*Text extract*
— START —
By following this simple nightly routine, you get management off your case for having too many outstanding bugs. In fact, they might even praise you for your diligence, since you never seem to be behind on your work.

Of course, management looks at these manipulated numbers and gets a false impression of the state of the project. But if you're not one of those "team player" types, then that won't matter to you.

And if that describes you, then I don't want you working on my project.

Comments (27)
  1. Sunil Joshi says:

    In Economics, this is called Goodhart's Law.

  2. configurator says:

    I think that useless part is called an exposition.

  3. story of my life says:

    Bugs which boss is responsible for: customer is wrong, the app should behave strange and look ugly. <close & dismiss>

    My bugs: customer is right, i should really change whole architecture. again. <work day & night>

  4. Joshua Ganes says:

    I totally agree. This sounds a lot like a Joel Spolsky article on a similar topic. If you want a false sense of productivity, just provide a well-defined set of metrics to judge by. The developers will quickly learn to maximize the metrics, even at the cost of actual productive work. The way to get what you really want is to build a team of reliable people and instill a common ideal of workmanship, quality, and teamwork among them.

  5. Bob says:

    In the example given, part of the problem is that programmers are expected to work together as a team, but are judged individually. Perhaps one should count the total number of bugs at each severity level & show a bar graph over time of those counts.  

  6. John says:

    I think it describes some people I've worked with.  I do a lot of installation work, and one particular developer would bounce most bugs my way because "it could be the install!"  Of course, many of them turned out to be application bugs.

  7. ERock says:

    @John: yep, looks like my installer is causing bugs alright. It's installing the application's buggy code. :D

  8. Joshua says:

    If I caught him at that, my response would be to code an autojob that sent bugs assigned to me after 4:30PM back to the previous owner (use snapshot if necessary). It would run at 4:30PM to snapshot, then 3AM to assign.

  9. PatH says:

    Bug collection method and data reporting was faulty. Should have caught the inordinate amount of bug shifting.

  10. W says:


    It just wasn't designed with cheating programmers in mind. You don't want to have cheaters in your team.

    But even without cheaters the metric is stupid.

  11. Brian says:

    Metrics like bug counts, line counts, and even checkin counts don't find good or average programmers, but they do often highlight slackers.
— END —
*Exercise set*
A) List the metrics that Brian's comment names in the bug-count post.
B) Rewrite the records from their start through the line that contains "pixel 207 180" as a JSON list of strings, one string per line, leaving out blank lines.

Coordinate annotation records:
— START —
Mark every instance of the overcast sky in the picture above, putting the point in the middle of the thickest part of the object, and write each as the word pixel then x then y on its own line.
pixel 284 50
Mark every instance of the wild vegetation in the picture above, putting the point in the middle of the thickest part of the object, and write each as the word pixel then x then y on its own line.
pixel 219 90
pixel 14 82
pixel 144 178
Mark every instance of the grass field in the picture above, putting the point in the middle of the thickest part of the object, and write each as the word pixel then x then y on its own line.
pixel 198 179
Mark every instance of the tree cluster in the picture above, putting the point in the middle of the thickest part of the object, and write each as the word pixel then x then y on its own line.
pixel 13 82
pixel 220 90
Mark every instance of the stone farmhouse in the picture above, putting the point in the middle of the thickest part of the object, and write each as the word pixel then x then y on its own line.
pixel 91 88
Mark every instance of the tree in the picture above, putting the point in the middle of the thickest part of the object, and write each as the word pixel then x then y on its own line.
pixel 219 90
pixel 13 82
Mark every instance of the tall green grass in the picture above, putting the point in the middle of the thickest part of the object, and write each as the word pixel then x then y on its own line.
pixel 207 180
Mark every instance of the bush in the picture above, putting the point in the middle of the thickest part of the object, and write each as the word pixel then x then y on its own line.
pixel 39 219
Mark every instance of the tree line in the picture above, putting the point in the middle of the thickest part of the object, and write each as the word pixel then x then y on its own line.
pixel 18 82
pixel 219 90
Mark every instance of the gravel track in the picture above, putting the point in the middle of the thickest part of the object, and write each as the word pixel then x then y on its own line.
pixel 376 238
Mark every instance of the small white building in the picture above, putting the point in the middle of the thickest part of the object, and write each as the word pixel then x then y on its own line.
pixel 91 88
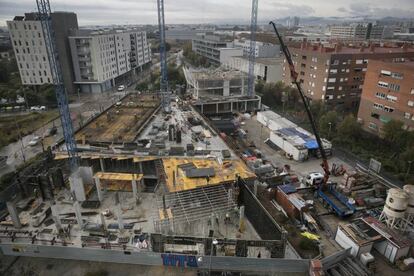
— END —
*Responses to the tasks*
A)
- bug counts
- line counts
- checkin counts

B)
[
  "Mark every instance of the overcast sky in the picture above, putting the point in the middle of the thickest part of the object, and write each as the word pixel then x then y on its own line.",
  "pixel 284 50",
  "Mark every instance of the wild vegetation in the picture above, putting the point in the middle of the thickest part of the object, and write each as the word pixel then x then y on its own line.",
  "pixel 219 90",
  "pixel 14 82",
  "pixel 144 178",
  "Mark every instance of the grass field in the picture above, putting the point in the middle of the thickest part of the object, and write each as the word pixel then x then y on its own line.",
  "pixel 198 179",
  "Mark every instance of the tree cluster in the picture above, putting the point in the middle of the thickest part of the object, and write each as the word pixel then x then y on its own line.",
  "pixel 13 82",
  "pixel 220 90",
  "Mark every instance of the stone farmhouse in the picture above, putting the point in the middle of the thickest part of the object, and write each as the word pixel then x then y on its own line.",
  "pixel 91 88",
  "Mark every instance of the tree in the picture above, putting the point in the middle of the thickest part of the object, and write each as the word pixel then x then y on its own line.",
  "pixel 219 90",
  "pixel 13 82",
  "Mark every instance of the tall green grass in the picture above, putting the point in the middle of the thickest part of the object, and write each as the word pixel then x then y on its own line.",
  "pixel 207 180"
]